**INSTRUCTIONS TO FOLLOW**
Type every record exactly as it appears.

·····

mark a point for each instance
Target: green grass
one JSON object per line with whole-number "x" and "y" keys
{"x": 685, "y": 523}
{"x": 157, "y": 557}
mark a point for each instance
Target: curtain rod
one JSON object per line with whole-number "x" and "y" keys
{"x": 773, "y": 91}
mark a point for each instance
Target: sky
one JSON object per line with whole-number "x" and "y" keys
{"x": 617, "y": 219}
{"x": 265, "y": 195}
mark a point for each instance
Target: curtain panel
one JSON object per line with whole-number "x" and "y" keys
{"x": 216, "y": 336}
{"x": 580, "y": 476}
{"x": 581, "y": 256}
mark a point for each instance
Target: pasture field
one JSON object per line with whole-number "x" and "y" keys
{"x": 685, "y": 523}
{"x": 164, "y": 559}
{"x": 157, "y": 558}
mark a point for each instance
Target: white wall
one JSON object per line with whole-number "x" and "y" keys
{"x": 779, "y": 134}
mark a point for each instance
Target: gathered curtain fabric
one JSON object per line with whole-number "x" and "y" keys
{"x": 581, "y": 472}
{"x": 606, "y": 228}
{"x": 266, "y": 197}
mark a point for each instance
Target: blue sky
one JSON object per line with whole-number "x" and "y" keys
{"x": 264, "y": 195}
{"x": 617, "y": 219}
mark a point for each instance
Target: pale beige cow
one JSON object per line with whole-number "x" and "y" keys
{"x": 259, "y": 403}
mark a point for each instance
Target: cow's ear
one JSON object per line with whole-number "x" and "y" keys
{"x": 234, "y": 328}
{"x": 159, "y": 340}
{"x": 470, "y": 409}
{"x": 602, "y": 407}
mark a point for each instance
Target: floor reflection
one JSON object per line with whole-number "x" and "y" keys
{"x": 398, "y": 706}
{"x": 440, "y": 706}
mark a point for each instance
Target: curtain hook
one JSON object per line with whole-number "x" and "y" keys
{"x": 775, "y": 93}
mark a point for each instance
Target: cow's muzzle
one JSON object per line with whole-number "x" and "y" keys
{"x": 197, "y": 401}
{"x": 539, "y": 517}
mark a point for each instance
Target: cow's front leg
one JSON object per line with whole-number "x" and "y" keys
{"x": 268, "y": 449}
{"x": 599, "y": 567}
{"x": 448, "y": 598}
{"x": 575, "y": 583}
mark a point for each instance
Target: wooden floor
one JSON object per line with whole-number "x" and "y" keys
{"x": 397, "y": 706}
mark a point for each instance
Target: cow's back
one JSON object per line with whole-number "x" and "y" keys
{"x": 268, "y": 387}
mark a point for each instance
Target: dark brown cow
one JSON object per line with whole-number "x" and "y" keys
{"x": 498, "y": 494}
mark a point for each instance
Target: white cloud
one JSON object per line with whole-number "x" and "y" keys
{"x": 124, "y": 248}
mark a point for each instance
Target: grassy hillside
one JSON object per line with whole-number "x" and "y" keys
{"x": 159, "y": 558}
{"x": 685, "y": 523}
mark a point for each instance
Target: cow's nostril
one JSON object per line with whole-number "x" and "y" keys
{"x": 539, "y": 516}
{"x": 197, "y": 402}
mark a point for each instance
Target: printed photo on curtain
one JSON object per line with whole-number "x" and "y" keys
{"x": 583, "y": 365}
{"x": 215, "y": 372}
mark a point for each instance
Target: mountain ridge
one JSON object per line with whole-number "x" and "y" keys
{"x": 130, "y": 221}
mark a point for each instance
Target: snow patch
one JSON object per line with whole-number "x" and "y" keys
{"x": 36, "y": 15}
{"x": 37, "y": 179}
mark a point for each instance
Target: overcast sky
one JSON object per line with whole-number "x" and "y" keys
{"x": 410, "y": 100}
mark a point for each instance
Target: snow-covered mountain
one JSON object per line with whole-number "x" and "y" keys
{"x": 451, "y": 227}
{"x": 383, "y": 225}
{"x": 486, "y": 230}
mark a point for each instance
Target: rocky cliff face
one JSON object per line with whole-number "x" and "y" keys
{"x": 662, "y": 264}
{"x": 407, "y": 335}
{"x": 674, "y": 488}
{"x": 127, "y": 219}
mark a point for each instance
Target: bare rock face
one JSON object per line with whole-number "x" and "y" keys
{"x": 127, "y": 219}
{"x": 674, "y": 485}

·····

**COMPLETE ANSWER**
mark a point for each instance
Target: green grass
one JSON object per line with whole-number "x" and "y" keys
{"x": 685, "y": 523}
{"x": 157, "y": 557}
mark a point for each instance
Target: curtain rod
one JSON object per line with whole-number "x" and "y" keys
{"x": 773, "y": 91}
mark a point for each instance
Target: sky
one JSON object per line with whole-number "x" and "y" keys
{"x": 617, "y": 219}
{"x": 265, "y": 195}
mark a point for each instance
Target: curtain panel
one JSON object per line with whole-number "x" and "y" keys
{"x": 216, "y": 336}
{"x": 580, "y": 476}
{"x": 581, "y": 256}
mark a point for each instance
Target: pasture field
one JSON object per line with whole-number "x" and "y" keys
{"x": 685, "y": 523}
{"x": 164, "y": 559}
{"x": 157, "y": 558}
mark a point for each instance
Target: white wall
one JSON object per line with whole-number "x" and "y" keys
{"x": 779, "y": 134}
mark a point for each instance
Target: gathered curtain fabric
one JSON object per line with whole-number "x" and "y" keys
{"x": 581, "y": 472}
{"x": 606, "y": 228}
{"x": 266, "y": 197}
mark a point for each instance
Target: blue sky
one JSON object per line with whole-number "x" and "y" keys
{"x": 264, "y": 195}
{"x": 617, "y": 219}
mark a point for each instance
Target: pale beige cow
one JSON object per line with whole-number "x" and "y" keys
{"x": 259, "y": 403}
mark a point for each instance
Target: cow's ear
one JSON object per line with whole-number "x" and "y" keys
{"x": 234, "y": 328}
{"x": 159, "y": 340}
{"x": 470, "y": 409}
{"x": 602, "y": 407}
mark a point for each instance
Target: floor reflection
one JSON object per line with whole-number "x" and "y" keys
{"x": 398, "y": 706}
{"x": 440, "y": 706}
mark a point for each instance
Target: curtain hook
one JSON object per line with whole-number "x" and "y" keys
{"x": 775, "y": 93}
mark a point for each instance
Target: cow's muzzle
one JSON object per line with whole-number "x" and "y" keys
{"x": 197, "y": 401}
{"x": 539, "y": 517}
mark a point for each instance
Target: cow's front leg
one JSON object per line with whole-number "x" and "y" keys
{"x": 268, "y": 449}
{"x": 599, "y": 567}
{"x": 448, "y": 598}
{"x": 575, "y": 583}
mark a point for each instance
Target: wooden floor
one JSON object per line with whole-number "x" and "y" keys
{"x": 397, "y": 706}
mark a point for each instance
Target: cow's back
one JSON object per line with whole-number "x" and "y" keys
{"x": 268, "y": 387}
mark a point for each instance
Target: dark brown cow
one JSON object per line with whole-number "x" and "y" keys
{"x": 498, "y": 494}
mark a point for each instance
Target: white cloud
one JSON object per line with whole-number "x" and "y" keys
{"x": 124, "y": 248}
mark a point for each instance
Target: grassy hillside
one JSON object per line with whole-number "x" and "y" keys
{"x": 159, "y": 558}
{"x": 685, "y": 523}
mark a point for each instance
Target: cow's nostril
one JSON object per line with whole-number "x" and "y" keys
{"x": 539, "y": 516}
{"x": 197, "y": 402}
mark a point for each instance
Target: printed photo on curtain
one JSON object per line with whole-number "x" and "y" keys
{"x": 583, "y": 365}
{"x": 215, "y": 372}
mark a point for each instance
Target: mountain ridge
one JSON object per line with whole-number "x" and "y" keys
{"x": 130, "y": 221}
mark a point for each instance
Target: snow patch
one JSON object per line with whole-number "x" and "y" keys
{"x": 36, "y": 15}
{"x": 37, "y": 179}
mark a point for each instance
Target: overcast sky
one JSON object per line with whole-number "x" and "y" keys
{"x": 410, "y": 100}
mark a point for each instance
Target: snow-covered mountain
one JSON object per line with whole-number "x" and "y" keys
{"x": 451, "y": 227}
{"x": 383, "y": 225}
{"x": 486, "y": 230}
mark a point for each instance
Target: rocky cliff face
one JSON object per line with whole-number "x" and "y" keys
{"x": 662, "y": 264}
{"x": 407, "y": 335}
{"x": 674, "y": 488}
{"x": 127, "y": 219}
mark a point for each instance
Target: bare rock face
one JSON object per line with whole-number "x" and "y" keys
{"x": 127, "y": 219}
{"x": 674, "y": 485}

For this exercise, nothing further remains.